━━━━━ Source excerpt ━━━━━
This article is not an opinion piece: It’s a rationale, a vision, and a plan. We lay this out in four phases: 1) Why the constitution is the way it is; 2) How it preserves itself; 3) How we can change it; and 4) What’s possible.
1.Why the U.S. Constitution is the way it is.
For those who have always believed, as I did in grade school, in the Declaration of Independence’s “We hold these truths to be self-evident, that all men are created equal;” in the Constitution’s “We the people;” and in the pledge of allegiance’s “with liberty and justice for all,” it may be hard to see how racism, genocide, and economic oppression were written into our nation’s documents from the very beginning. It may sound preposterous to say that before “We the People” had dried on the parchment of our Constitution, the battle for equality had been already lost. To understand this, let’s travel back in time.
Before the Constitution was written, the Declaration of Independence and the Articles of Confederation were our guiding documents. In the first, we declared autonomy from British rule. In the second, we gave ourselves the name: United States of America. It was established that we were a republic, with a set of rules that guide the relationship among states such as a president, congress, and shared economy.
What need was unmet that the Constitution was designed to fulfill? What was the seed or the intention of our Constitution? Unfortunately, it wasn’t unity — for the Articles of Confederation had established unity already. The need was a stronger, well-funded military — intended to suppress the revolts of the poor and maintain wealth in the hands of a few.
Only 10 years after independence, in 1786, the poor in Massachusetts rose up. In Shay’s rebellion, farmers denounced being financially strangled by taxes and debt. These were ex-soldiers from the revolutionary war who were paid in paper money — having fought to be free from British taxes and rule, just to found themselves strangled by debt under the new Confederation. It was a complex historical scenario, but here’s a brief version. The soldiers were paid in paper notes which was a way to finance the revolutionary war. But suddenly, Massachusetts cut the value of paper notes to a fourth of their value, so the rich who owned silver and gold were cashing in, while the common farmer who bore notes, was cashing out at 1/4 the original value. The farmers rose in revolt. The response of the founding fathers was not to question their own integrity in creating a society with a gash between the rich and the poor and mistreating those very soldiers who had fought and won the war. It was to establish a military to suppress the revolt.
━━━━━ Supplied material ━━━━━
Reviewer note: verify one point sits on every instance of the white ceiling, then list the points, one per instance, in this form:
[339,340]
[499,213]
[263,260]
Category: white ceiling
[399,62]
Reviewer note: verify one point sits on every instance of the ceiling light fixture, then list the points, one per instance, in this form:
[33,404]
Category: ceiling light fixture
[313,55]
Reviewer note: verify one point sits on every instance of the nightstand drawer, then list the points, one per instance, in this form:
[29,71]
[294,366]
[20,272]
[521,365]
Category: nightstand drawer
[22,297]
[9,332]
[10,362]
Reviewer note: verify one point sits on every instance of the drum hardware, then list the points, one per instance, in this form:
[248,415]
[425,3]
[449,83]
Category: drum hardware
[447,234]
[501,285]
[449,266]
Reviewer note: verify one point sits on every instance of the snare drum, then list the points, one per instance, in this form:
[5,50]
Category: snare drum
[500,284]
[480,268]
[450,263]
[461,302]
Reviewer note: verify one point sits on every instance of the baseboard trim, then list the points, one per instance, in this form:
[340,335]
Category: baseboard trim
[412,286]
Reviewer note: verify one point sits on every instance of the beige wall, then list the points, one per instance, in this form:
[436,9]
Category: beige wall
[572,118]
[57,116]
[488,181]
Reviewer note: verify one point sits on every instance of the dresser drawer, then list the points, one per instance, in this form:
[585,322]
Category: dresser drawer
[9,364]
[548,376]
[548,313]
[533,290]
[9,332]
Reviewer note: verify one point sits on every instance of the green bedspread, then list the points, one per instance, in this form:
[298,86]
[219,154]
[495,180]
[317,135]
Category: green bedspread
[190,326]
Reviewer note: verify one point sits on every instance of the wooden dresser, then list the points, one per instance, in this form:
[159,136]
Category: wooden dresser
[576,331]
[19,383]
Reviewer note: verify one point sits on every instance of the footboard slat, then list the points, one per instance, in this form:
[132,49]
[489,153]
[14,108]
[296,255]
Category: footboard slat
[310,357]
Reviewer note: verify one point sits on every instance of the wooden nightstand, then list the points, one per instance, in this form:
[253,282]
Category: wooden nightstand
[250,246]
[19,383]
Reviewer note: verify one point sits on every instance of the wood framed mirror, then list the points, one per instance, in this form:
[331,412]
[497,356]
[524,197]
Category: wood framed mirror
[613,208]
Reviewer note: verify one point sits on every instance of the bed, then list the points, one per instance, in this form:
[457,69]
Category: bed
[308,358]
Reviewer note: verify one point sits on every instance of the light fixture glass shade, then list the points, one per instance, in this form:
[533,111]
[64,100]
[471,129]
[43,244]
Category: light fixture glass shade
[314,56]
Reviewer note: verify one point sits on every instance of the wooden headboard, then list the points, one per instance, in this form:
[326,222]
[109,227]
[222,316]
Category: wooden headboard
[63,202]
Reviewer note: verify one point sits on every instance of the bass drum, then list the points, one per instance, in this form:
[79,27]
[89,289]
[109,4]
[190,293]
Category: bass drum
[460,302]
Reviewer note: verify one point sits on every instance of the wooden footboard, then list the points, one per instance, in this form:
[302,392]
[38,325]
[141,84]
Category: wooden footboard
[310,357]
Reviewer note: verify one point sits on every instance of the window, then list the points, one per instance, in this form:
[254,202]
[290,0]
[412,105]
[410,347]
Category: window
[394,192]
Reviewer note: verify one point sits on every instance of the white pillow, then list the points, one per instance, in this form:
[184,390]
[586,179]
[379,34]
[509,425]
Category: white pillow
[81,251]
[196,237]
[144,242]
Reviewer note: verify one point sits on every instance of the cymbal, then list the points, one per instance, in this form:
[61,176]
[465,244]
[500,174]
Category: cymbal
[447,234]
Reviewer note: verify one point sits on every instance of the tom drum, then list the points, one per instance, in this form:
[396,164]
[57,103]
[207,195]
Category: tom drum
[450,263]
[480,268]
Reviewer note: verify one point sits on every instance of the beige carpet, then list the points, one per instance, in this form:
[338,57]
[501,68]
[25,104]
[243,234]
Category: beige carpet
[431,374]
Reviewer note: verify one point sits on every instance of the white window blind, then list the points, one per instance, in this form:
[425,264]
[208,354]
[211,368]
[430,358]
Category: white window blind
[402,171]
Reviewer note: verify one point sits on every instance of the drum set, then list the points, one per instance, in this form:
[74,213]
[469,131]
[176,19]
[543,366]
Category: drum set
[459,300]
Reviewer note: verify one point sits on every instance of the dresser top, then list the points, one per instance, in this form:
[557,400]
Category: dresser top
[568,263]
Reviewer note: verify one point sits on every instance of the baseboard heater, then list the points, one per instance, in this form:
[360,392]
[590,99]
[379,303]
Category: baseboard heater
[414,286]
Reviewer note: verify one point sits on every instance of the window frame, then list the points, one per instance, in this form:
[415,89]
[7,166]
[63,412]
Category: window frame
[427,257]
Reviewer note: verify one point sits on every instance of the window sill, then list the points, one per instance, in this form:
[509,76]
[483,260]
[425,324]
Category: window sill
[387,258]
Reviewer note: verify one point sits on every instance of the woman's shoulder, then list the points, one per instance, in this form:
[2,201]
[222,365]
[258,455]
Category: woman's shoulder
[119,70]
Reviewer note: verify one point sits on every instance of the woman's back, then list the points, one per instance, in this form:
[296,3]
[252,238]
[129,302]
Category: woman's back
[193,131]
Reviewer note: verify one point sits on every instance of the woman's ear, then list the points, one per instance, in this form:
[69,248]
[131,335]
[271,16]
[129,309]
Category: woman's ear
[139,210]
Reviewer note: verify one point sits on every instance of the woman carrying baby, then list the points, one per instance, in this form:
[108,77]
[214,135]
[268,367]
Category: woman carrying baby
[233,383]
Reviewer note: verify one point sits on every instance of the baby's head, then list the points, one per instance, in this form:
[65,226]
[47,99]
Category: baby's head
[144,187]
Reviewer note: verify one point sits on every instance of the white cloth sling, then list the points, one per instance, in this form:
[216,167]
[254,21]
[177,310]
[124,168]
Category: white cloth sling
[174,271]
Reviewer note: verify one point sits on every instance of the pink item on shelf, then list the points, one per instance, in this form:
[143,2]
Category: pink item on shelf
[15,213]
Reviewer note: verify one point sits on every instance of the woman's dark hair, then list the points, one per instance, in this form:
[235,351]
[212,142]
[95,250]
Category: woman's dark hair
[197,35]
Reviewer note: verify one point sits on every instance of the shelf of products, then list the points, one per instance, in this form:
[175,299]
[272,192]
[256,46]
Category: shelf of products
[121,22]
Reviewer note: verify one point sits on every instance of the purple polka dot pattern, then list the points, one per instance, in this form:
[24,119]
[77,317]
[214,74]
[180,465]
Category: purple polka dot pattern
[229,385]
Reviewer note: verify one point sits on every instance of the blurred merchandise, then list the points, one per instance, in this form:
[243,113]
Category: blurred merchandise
━━━━━
» Exercise task 1
In the Constitution article, retype the passage that begins at the words "This article is" and stops after the words "the way it is.".
» Exercise task 2
Decide whether each statement agrees with the Constitution article. Answer yes or no, and quote the words from the article that settle it.
(a) The Articles of Confederation gave the nation the name United States of America.
(b) The uprising in 1786 took place in Virginia.
(c) Massachusetts cut paper notes to half of their value.

» Full solution 1
This article is not an opinion piece: It’s a rationale, a vision, and a plan. We lay this out in four phases: 1) Why the constitution is the way it is; 2) How it preserves itself; 3) How we can change it; and 4) What’s possible.
1.Why the U.S. Constitution is the way it is.

» Full solution 2
(a) Yes: "In the second, we gave ourselves the name: United States of America."
(b) No: "in 1786, the poor in Massachusetts rose up."
(c) No: "Massachusetts cut the value of paper notes to a fourth of their value"